(EXCERPTED DATA Opens)

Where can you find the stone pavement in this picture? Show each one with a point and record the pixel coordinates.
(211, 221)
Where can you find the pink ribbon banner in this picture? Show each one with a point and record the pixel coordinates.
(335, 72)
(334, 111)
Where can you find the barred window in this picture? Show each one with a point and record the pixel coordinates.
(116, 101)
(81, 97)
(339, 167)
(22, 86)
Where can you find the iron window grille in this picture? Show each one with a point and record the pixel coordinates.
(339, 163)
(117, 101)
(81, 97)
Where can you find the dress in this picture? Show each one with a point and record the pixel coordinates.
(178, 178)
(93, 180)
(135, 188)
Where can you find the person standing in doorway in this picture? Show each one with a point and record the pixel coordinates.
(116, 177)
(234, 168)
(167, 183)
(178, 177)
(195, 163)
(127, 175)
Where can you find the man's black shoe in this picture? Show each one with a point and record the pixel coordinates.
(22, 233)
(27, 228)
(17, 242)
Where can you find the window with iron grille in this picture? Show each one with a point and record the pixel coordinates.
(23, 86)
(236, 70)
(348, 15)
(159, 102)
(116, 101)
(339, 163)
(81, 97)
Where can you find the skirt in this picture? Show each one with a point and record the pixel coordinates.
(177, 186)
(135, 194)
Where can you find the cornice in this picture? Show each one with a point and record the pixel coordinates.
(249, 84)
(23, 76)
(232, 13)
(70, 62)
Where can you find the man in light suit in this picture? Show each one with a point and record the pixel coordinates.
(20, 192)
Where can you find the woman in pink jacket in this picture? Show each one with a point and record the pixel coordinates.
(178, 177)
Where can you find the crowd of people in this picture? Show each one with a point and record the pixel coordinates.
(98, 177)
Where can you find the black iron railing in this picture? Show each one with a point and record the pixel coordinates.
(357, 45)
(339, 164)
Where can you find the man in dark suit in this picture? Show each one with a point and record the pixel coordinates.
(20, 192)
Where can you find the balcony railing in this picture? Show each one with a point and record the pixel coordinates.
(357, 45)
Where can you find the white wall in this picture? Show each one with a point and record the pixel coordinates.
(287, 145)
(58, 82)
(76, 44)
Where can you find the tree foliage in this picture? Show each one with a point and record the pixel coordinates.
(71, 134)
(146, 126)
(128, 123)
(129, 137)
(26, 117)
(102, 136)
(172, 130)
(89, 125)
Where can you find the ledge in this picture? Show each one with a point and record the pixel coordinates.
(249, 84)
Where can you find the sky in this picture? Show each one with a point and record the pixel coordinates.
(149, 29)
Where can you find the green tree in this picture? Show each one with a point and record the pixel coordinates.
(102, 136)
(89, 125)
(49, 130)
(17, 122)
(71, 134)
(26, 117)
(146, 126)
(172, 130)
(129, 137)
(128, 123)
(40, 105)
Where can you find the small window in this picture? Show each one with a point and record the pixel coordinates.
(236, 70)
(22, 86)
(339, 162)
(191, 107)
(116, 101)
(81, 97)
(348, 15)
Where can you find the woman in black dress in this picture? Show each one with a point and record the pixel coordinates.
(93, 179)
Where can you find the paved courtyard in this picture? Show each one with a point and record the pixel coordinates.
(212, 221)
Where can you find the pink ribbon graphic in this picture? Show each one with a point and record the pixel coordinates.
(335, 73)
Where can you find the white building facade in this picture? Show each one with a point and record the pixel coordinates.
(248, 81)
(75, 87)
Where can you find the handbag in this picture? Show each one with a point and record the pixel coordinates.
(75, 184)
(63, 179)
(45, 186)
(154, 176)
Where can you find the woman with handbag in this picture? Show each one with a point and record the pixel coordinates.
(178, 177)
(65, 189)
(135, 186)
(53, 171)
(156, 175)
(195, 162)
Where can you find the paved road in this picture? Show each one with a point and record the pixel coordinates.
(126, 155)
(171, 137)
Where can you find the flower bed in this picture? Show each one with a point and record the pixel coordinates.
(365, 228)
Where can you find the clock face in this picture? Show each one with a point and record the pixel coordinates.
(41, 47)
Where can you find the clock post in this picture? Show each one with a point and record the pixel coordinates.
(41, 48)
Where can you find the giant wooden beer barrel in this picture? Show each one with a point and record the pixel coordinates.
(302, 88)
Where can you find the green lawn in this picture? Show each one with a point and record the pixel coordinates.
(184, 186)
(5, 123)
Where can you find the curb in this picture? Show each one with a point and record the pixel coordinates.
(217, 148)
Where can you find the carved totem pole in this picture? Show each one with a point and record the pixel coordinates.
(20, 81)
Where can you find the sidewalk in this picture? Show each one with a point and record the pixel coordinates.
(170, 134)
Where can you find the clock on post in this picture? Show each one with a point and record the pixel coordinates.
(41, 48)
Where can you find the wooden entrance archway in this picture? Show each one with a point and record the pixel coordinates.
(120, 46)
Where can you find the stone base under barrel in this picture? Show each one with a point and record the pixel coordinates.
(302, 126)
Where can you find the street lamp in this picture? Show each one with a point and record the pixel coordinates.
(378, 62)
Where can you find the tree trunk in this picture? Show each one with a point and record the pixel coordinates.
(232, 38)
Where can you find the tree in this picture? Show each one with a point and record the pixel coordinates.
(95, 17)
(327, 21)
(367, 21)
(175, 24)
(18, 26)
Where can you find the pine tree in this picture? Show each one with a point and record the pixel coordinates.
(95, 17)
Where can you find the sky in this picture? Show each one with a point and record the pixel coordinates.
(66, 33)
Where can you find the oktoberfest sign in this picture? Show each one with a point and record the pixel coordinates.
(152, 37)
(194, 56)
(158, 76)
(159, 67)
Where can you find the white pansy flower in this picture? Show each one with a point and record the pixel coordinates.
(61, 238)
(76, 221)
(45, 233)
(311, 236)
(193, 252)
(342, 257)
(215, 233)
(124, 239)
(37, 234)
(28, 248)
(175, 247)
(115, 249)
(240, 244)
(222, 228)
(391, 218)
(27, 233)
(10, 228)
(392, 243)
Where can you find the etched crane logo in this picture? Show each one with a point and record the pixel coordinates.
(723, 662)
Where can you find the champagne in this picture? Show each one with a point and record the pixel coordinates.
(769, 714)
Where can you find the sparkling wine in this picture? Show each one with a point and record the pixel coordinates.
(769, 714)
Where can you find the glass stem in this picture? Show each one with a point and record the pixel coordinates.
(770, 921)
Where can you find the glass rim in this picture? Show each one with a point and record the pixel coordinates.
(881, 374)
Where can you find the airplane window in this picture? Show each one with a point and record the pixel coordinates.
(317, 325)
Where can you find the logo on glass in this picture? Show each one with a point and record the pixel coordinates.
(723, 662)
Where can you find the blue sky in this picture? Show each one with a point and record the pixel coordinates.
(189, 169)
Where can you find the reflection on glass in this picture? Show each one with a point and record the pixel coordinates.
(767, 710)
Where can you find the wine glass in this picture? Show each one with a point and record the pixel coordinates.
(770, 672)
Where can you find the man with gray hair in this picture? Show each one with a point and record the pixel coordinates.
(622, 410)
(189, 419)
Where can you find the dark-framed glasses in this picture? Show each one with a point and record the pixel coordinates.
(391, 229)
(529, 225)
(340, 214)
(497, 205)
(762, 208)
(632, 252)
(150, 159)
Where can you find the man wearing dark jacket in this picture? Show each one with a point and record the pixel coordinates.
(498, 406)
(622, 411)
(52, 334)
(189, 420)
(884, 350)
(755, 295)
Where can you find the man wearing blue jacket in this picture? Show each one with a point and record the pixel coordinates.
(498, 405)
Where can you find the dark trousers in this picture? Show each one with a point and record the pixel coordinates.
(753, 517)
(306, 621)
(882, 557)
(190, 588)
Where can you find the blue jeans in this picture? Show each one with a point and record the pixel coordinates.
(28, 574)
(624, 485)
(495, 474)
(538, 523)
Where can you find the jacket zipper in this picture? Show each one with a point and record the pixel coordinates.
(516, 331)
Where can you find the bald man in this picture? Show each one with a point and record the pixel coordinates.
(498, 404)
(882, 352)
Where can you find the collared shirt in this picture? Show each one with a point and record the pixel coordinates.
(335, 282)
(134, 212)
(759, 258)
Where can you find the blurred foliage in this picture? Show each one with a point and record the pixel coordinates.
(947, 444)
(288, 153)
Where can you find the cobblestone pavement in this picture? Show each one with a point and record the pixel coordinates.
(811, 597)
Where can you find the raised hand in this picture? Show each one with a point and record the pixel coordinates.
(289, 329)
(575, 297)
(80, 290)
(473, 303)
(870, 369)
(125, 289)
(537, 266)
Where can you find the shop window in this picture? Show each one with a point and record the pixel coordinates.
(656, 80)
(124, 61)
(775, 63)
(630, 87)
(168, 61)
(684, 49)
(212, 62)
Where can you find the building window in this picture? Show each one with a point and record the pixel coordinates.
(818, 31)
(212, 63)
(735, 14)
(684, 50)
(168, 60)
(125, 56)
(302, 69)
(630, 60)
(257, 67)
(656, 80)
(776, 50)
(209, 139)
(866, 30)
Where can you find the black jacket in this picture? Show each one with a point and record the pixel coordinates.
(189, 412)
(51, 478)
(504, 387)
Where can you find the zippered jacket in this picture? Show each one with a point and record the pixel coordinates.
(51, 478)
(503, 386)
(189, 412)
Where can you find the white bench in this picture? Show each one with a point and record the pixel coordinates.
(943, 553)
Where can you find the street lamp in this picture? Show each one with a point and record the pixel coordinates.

(EXCERPTED DATA Closes)

▶ [TASK INSTRUCTIONS] Nothing but the lines from the one with "Where can you find the white bench" through the end of the data above should be reproduced, each exactly, both ends included.

▶ [SOLUTION TO THIS PROBLEM]
Where can you find the white bench in this picture? Show each one with a point and record the pixel coordinates.
(943, 553)
Where can you find the street lamp in this picture? Show each one with a point and record the pixel coordinates.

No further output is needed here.